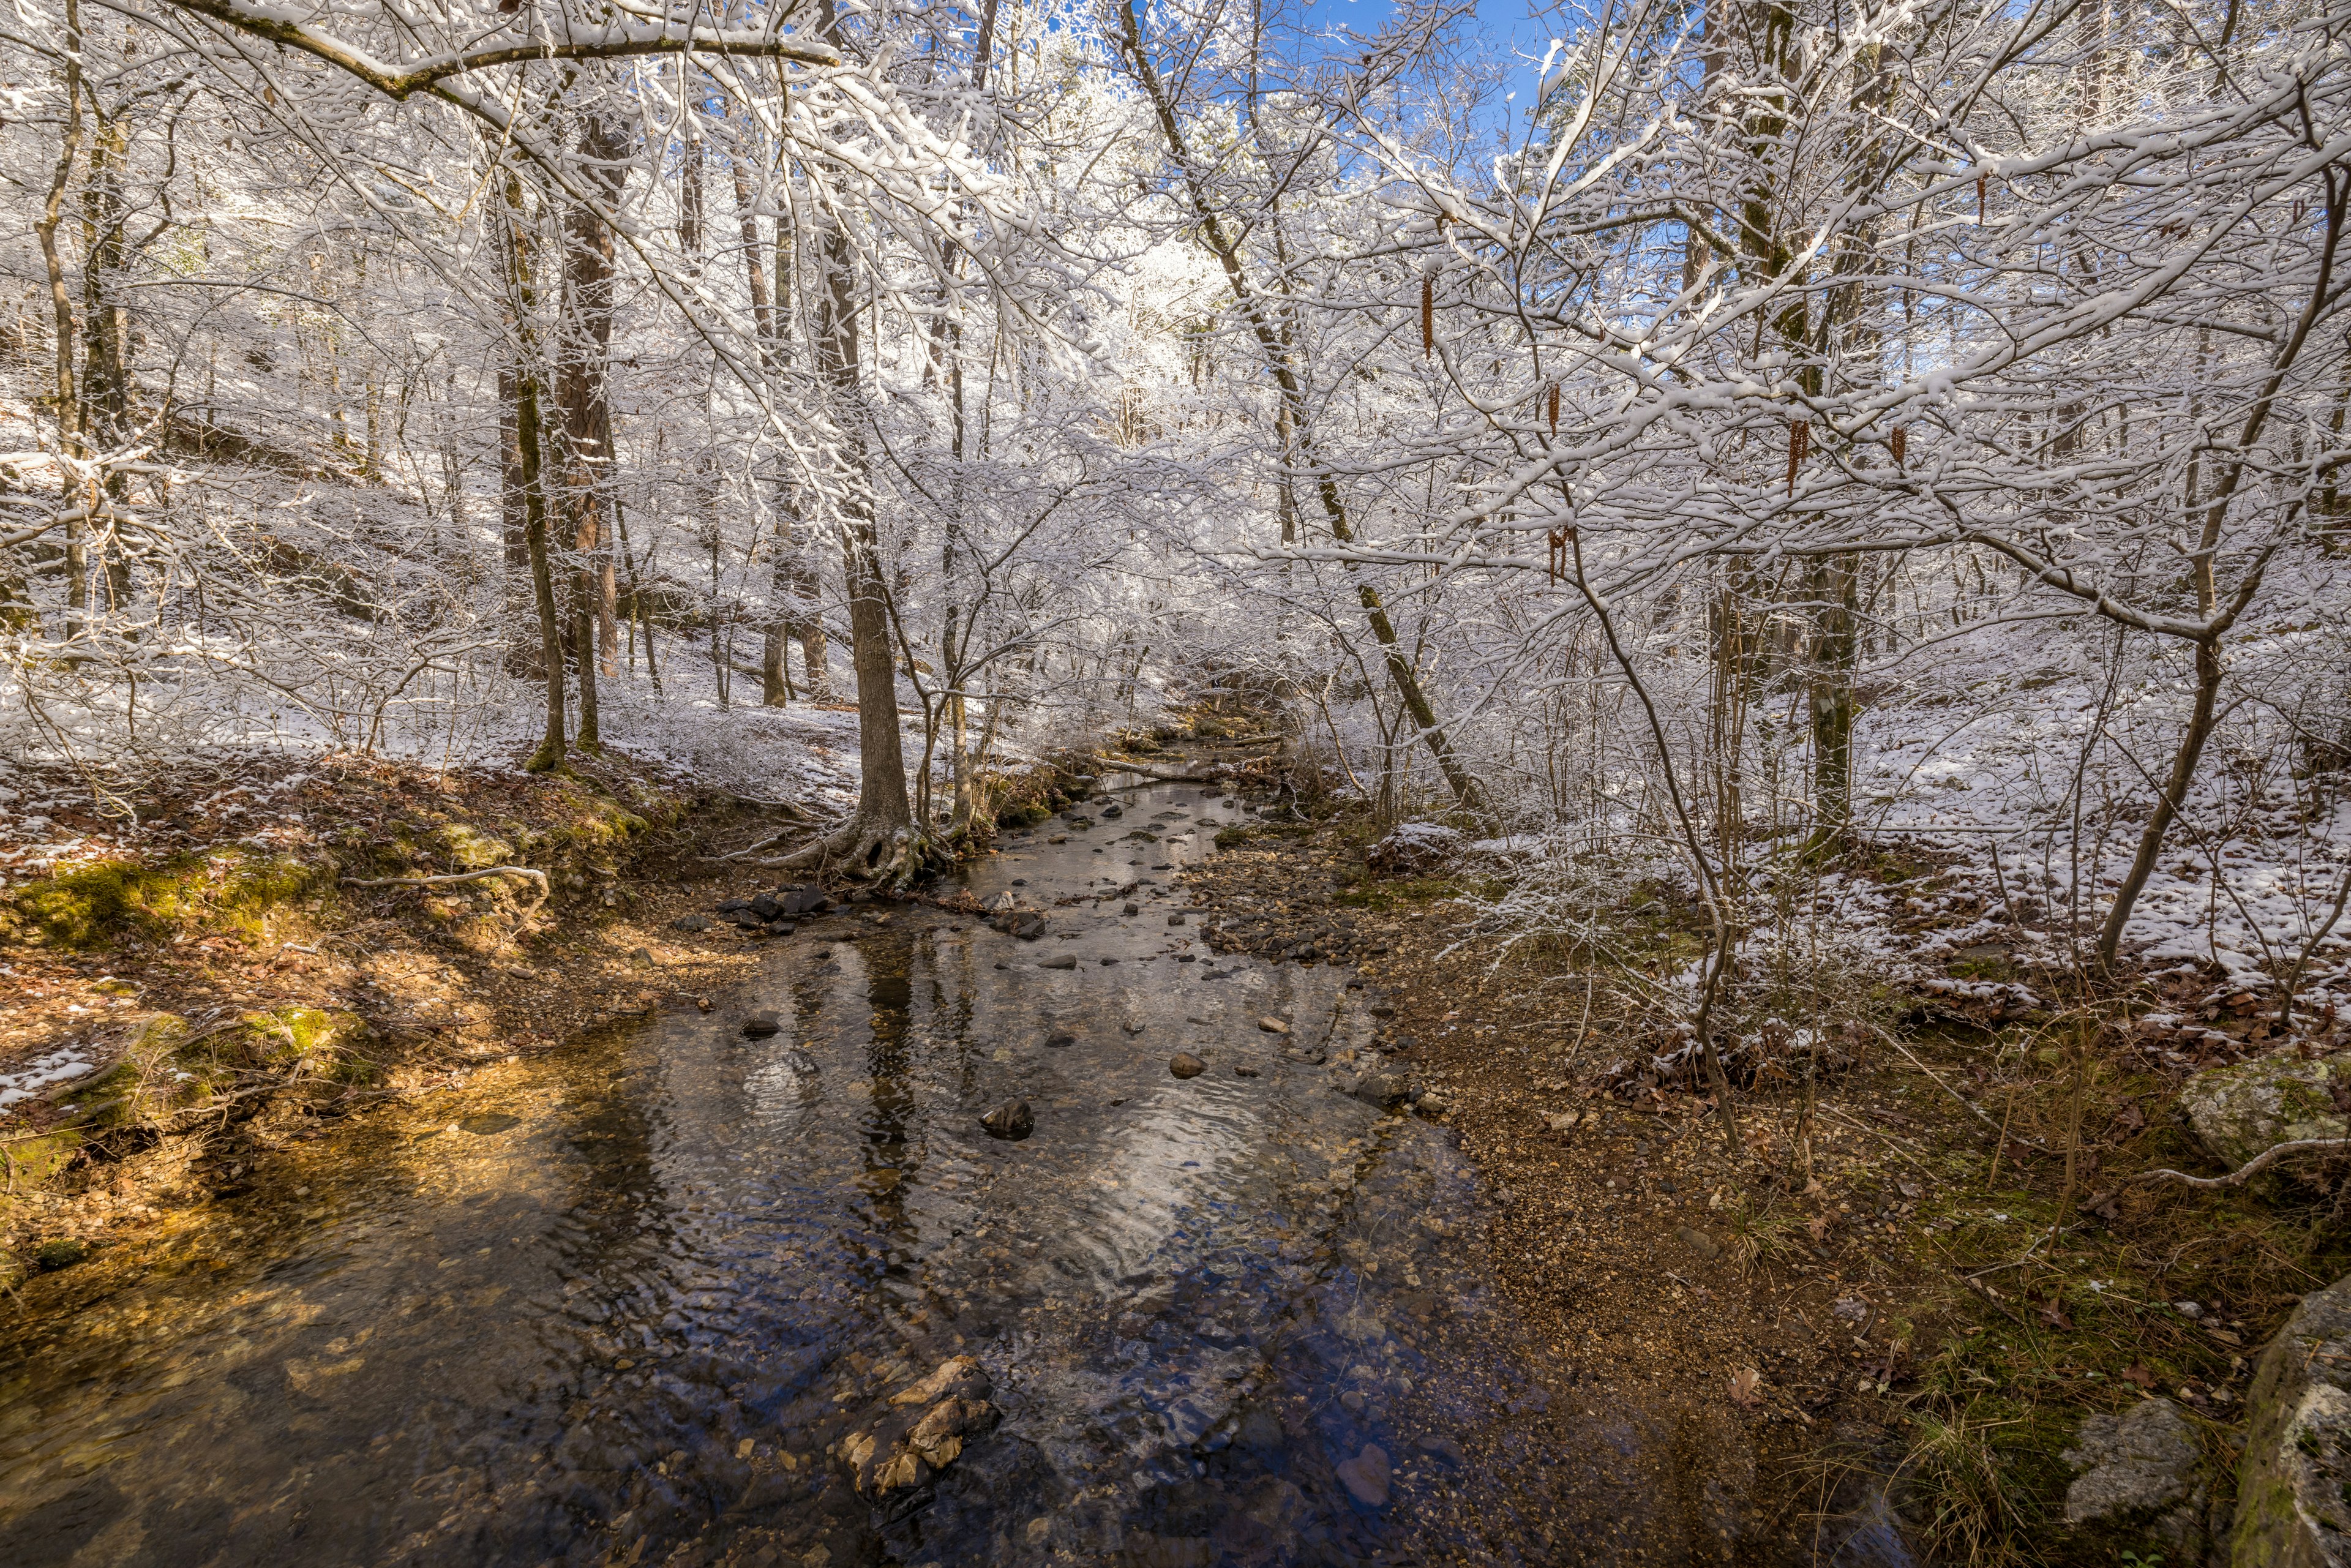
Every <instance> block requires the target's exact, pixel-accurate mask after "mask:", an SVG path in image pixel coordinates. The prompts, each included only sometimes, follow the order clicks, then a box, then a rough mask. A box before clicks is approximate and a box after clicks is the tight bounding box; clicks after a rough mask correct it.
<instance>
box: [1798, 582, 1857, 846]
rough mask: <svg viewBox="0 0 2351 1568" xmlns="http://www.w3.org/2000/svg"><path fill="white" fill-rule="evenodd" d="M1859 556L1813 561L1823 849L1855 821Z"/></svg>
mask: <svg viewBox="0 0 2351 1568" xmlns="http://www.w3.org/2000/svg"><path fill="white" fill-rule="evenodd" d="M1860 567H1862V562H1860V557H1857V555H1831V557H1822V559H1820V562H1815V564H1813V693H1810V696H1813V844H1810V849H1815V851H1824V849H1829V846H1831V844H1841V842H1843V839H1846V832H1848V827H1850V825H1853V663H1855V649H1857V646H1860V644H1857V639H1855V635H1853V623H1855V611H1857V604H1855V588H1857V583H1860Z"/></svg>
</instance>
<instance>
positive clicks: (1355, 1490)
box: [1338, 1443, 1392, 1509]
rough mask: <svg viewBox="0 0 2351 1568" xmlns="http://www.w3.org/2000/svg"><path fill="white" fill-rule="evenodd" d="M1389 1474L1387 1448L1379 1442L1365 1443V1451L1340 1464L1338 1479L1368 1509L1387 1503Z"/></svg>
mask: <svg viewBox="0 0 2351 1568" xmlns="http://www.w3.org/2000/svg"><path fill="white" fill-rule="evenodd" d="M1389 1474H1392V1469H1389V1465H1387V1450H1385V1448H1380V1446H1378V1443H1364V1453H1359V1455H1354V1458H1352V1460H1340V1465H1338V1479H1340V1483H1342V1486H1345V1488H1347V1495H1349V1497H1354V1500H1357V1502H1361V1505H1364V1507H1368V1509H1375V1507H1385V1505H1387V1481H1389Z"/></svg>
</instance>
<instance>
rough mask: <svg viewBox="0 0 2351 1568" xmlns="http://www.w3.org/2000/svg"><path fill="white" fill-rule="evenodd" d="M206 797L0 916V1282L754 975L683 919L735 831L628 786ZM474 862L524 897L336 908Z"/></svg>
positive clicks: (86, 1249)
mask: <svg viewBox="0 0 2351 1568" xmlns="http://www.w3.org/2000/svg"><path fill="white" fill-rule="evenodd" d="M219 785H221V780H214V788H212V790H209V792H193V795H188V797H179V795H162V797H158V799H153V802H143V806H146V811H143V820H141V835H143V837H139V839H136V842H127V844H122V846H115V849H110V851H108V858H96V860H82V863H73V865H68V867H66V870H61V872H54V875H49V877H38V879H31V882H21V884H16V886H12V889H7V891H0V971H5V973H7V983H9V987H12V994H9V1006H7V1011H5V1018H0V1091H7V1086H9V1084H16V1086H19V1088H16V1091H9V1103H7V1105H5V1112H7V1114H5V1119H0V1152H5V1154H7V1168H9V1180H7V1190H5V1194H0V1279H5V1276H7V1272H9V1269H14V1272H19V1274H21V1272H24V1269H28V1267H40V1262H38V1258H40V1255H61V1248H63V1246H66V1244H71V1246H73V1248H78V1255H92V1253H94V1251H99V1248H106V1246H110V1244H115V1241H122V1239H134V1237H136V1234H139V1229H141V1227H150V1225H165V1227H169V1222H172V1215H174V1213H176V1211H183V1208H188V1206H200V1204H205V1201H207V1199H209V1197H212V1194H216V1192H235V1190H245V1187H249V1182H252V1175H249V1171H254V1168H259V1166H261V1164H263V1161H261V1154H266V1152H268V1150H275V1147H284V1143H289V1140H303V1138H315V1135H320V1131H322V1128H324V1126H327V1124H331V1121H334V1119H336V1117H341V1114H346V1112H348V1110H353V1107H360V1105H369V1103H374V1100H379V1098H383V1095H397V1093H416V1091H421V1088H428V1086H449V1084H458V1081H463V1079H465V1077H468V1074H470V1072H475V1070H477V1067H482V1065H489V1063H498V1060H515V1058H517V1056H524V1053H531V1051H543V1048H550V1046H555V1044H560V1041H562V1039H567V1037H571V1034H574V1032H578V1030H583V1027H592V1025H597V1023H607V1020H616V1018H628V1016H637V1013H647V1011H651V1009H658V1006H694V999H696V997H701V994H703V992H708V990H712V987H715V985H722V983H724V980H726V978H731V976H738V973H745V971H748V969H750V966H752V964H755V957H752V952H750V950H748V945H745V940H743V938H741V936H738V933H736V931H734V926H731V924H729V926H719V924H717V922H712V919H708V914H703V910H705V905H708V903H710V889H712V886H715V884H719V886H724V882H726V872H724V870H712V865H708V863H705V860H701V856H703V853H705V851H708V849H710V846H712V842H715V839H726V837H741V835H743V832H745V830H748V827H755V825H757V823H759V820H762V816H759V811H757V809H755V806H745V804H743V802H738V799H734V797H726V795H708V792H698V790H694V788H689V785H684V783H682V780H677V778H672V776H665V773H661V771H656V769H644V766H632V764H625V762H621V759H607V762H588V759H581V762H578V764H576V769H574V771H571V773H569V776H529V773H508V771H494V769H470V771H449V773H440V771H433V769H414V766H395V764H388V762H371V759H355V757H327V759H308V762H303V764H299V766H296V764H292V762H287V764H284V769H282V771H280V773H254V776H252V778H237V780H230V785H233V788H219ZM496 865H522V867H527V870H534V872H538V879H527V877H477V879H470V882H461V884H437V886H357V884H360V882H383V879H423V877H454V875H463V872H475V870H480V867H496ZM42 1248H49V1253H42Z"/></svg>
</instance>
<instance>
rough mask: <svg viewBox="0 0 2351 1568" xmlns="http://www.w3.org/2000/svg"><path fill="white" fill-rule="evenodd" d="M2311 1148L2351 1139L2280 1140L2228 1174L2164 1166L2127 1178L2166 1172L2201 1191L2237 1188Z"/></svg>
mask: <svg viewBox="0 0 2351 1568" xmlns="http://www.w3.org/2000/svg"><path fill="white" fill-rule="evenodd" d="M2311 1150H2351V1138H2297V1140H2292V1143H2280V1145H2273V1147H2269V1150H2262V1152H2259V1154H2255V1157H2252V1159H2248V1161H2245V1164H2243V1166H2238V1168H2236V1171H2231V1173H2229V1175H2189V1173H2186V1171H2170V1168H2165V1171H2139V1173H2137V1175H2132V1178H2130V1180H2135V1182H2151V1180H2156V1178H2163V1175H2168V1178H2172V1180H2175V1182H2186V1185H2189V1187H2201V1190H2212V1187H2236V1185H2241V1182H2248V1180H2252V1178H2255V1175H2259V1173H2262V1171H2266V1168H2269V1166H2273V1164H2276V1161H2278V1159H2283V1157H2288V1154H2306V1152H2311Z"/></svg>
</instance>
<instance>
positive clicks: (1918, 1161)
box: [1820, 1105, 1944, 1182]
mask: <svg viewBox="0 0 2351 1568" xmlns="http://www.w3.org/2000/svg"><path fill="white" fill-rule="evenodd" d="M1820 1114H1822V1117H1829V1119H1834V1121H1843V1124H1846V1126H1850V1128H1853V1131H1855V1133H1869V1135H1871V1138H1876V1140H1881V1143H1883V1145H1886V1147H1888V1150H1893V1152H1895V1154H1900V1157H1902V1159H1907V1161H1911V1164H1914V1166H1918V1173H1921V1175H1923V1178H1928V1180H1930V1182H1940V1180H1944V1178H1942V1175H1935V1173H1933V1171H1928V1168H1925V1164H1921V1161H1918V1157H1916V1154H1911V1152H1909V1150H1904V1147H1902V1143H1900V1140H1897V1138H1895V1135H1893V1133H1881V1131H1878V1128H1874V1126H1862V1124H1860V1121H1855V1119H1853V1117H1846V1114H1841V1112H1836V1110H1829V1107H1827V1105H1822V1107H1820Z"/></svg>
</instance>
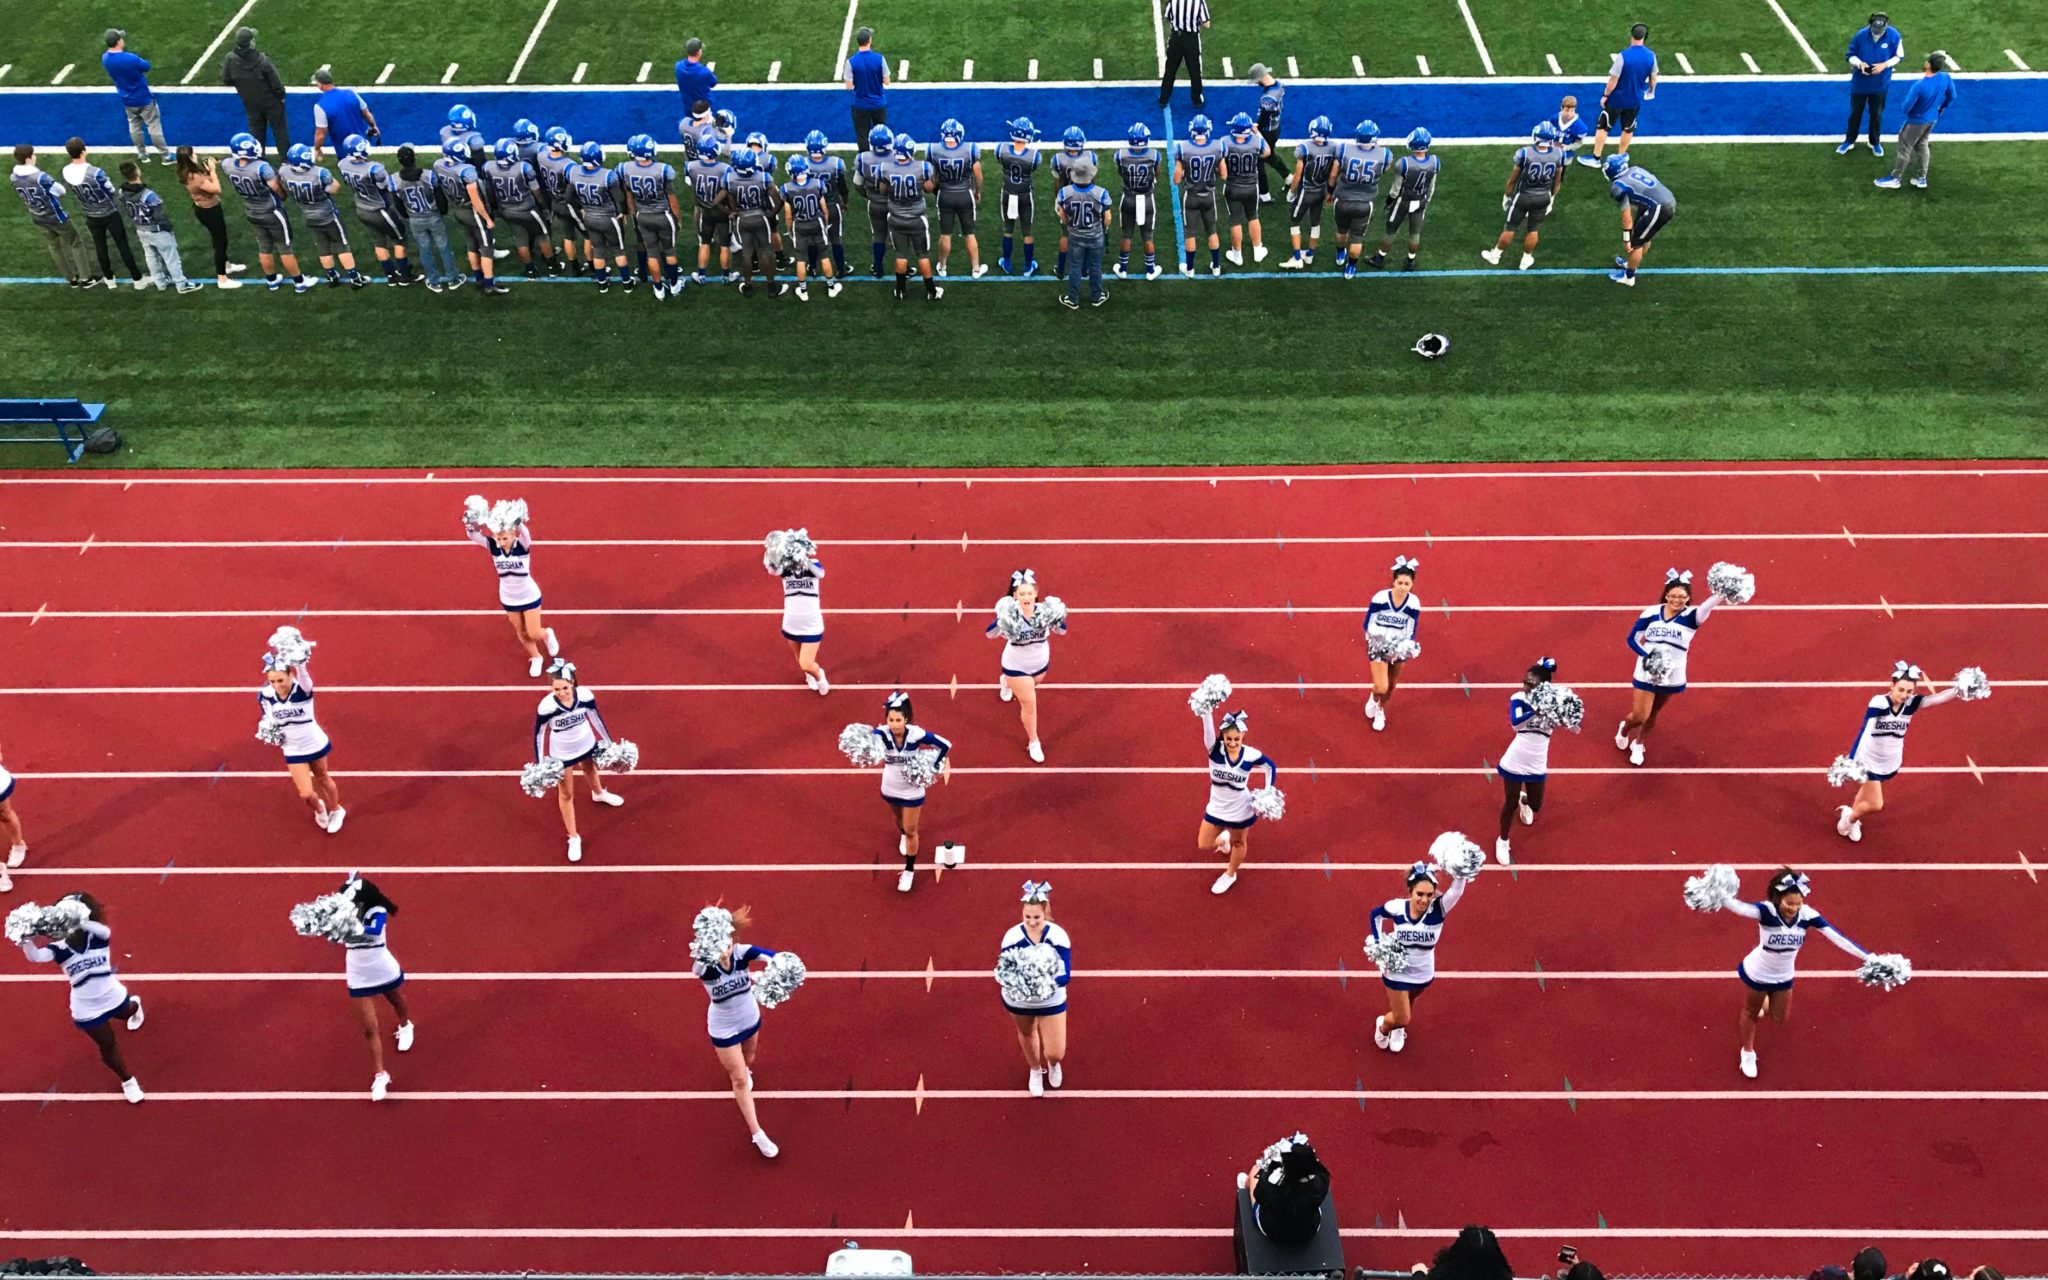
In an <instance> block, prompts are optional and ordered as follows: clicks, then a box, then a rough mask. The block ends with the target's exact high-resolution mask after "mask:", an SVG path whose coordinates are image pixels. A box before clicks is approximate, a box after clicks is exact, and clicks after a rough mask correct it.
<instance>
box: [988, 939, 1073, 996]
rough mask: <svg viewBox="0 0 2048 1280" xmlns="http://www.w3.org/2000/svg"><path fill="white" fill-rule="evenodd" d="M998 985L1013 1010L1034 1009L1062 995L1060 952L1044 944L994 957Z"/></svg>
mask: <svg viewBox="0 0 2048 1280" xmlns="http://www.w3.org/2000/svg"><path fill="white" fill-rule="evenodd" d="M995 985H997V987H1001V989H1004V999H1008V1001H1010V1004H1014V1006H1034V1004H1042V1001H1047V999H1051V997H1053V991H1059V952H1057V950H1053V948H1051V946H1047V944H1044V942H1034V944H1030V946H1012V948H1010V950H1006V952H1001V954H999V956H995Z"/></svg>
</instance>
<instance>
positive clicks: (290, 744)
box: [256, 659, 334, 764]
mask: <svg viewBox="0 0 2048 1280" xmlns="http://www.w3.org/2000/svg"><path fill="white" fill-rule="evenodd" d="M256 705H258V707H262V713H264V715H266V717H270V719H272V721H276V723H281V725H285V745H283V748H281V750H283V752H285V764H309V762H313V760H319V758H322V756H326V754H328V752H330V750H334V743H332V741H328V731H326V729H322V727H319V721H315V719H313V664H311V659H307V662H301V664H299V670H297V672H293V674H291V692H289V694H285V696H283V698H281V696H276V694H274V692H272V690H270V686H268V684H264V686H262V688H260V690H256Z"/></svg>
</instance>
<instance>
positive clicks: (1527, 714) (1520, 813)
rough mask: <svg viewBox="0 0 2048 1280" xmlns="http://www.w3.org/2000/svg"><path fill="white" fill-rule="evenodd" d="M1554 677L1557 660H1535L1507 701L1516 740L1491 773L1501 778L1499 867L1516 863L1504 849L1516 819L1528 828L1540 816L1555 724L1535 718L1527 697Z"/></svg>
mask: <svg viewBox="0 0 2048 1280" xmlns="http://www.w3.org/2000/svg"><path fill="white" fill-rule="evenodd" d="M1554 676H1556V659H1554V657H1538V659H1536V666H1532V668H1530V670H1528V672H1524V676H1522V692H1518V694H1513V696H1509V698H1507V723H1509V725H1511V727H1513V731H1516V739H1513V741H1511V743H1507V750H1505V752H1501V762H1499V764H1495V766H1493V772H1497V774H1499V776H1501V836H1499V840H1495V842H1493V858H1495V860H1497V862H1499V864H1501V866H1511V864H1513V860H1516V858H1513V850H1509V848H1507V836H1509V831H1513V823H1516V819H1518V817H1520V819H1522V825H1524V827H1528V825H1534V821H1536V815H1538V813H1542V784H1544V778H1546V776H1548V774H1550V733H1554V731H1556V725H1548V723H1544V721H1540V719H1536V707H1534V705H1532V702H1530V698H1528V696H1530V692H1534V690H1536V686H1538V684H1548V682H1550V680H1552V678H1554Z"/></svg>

WORK TASK:
Reproduce verbatim the lines of the entries above, from their beginning through the line containing "box: [1338, 1443, 1392, 1509]", inclusive. Omit the pictures from your copy.

OUTPUT OF THE TASK:
Every <instance> block requires the target's exact, pixel-accurate mask after "mask:", an SVG path in image pixel coordinates. The prompts, each included only sometimes, follow the order clicks, then a box, then a rough mask. A box before clicks is approximate and a box after clicks is the tight bounding box; clicks after a rough mask correct it.
<instance>
box: [1798, 582, 1857, 846]
rough mask: <svg viewBox="0 0 2351 1568" xmlns="http://www.w3.org/2000/svg"><path fill="white" fill-rule="evenodd" d="M1859 556L1813 561L1823 849L1855 821Z"/></svg>
mask: <svg viewBox="0 0 2351 1568" xmlns="http://www.w3.org/2000/svg"><path fill="white" fill-rule="evenodd" d="M1860 567H1862V562H1860V557H1857V555H1831V557H1822V559H1820V562H1815V564H1813V693H1810V696H1813V844H1810V849H1815V851H1824V849H1829V846H1831V844H1841V842H1843V839H1846V832H1848V827H1850V825H1853V663H1855V649H1857V646H1860V644H1857V639H1855V635H1853V623H1855V611H1857V604H1855V588H1857V583H1860Z"/></svg>
</instance>
<instance>
positive clicks: (1355, 1490)
box: [1338, 1443, 1392, 1509]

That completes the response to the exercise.